**Instructions for the task:**
Could you repeat the material below with "pixel coordinates" swapped for "image coordinates" everywhere it occurs, keeping everything else unchanged?

---------- Records to process ----------

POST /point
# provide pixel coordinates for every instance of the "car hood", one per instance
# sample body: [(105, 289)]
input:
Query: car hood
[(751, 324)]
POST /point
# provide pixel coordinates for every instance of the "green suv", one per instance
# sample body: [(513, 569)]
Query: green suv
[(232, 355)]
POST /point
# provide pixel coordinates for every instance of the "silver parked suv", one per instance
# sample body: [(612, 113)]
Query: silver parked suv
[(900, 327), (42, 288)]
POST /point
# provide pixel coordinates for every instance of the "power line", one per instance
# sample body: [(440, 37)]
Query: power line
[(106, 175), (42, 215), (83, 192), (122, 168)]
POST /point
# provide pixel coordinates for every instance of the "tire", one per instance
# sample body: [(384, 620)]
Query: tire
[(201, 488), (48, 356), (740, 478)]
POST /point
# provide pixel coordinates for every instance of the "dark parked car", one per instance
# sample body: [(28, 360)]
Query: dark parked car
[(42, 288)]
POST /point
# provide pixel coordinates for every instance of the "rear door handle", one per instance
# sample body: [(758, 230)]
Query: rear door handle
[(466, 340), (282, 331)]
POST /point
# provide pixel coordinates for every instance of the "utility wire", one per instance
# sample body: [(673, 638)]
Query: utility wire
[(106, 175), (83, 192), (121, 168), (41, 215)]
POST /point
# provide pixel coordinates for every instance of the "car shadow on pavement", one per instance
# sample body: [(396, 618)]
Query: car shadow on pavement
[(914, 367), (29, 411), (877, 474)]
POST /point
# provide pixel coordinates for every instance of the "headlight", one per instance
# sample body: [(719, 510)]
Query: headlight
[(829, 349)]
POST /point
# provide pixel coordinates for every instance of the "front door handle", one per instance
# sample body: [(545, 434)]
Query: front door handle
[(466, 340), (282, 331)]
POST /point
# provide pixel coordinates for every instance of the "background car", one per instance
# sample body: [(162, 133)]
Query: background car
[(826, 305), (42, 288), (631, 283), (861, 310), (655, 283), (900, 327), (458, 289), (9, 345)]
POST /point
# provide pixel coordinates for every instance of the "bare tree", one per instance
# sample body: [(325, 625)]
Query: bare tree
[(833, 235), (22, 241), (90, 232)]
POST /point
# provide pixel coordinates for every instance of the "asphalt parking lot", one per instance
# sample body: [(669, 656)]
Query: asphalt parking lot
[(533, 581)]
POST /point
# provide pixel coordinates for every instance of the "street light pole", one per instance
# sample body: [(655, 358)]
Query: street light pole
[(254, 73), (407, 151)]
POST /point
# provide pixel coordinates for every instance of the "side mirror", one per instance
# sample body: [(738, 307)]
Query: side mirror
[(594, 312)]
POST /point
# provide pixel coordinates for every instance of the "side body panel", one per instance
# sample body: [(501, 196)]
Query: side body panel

----------

**Exercise answer:**
POST /point
# provide image coordinates for every instance of the "car hood", one per instance
# sample body: [(105, 289)]
input:
Query: car hood
[(751, 324)]
POST /point
# provide image coordinates for every instance of the "green suv", one per instance
# sample body: [(513, 569)]
Query: green suv
[(232, 355)]
POST /point
# provide image coordinates for every instance of the "silver parked suv", one per instance
# sample body: [(612, 113)]
Query: silver parked suv
[(900, 327), (42, 288)]
POST /point
# provide image coordinates for every instance of the "power line", one per instance
# sample body: [(440, 37)]
Query: power line
[(106, 175), (42, 215), (83, 192), (122, 168)]
POST /point
# provide image coordinates for every instance of the "tire", one per instance
# sample body: [(384, 620)]
Query: tire
[(201, 488), (48, 356), (740, 478)]
POST /point
# provide image coordinates for every instance of the "dark parked car", one per instance
# sample body: [(28, 360)]
Query: dark parked car
[(42, 288)]
POST /point
# provide image coordinates for every instance of the "rear door handle", one per instance
# sample body: [(758, 230)]
Query: rear door handle
[(466, 340), (282, 331)]
POST /point
# provide image coordinates for every instance of the "utility wire", one per instance
# sample body: [(673, 638)]
Query: utility wire
[(106, 175), (83, 192), (121, 168), (41, 215)]
POST /point
# provide image coordinates for every instance of the "car shadow on pavement", one per instance
# sample body: [(396, 618)]
Query: car shadow on pavement
[(914, 367), (29, 411), (877, 474)]
POST /point
# provide image coordinates for every instance of the "headlight", one per instance
# sample body: [(719, 510)]
Query: headlight
[(829, 349)]
POST /point
# provide image coordinates for every instance of the "front door handle", one per instance
# sample body: [(545, 434)]
Query: front door handle
[(466, 340), (282, 331)]
POST /point
# provide image coordinates for every instance of the "background car", one per instance
# sample body: [(162, 133)]
Query: background car
[(826, 305), (42, 288), (631, 283), (861, 310), (655, 283), (900, 327), (458, 289), (9, 345)]
POST /point
# provide image coordinates for every instance of the "bare tree", one per instance
# sample body: [(325, 625)]
Query: bare tree
[(833, 235), (22, 241), (90, 232)]
POST /point
# provide image coordinates for every instance of the "asphalt parking lot", one per instance
# sample body: [(669, 656)]
Query: asphalt parking lot
[(533, 581)]
POST /point
# provide image coordinates for every instance of the "street light pole", one per instance
# sample body: [(655, 358)]
Query: street light pole
[(254, 73), (407, 151)]
POST /point
# provide image coordinates for every instance of the "side mirror", one per instance
# sample body: [(738, 307)]
Query: side mirror
[(594, 312)]
POST /point
# provide image coordinates for every instance of the "side body panel", one per instance
# sample body: [(501, 196)]
Query: side body panel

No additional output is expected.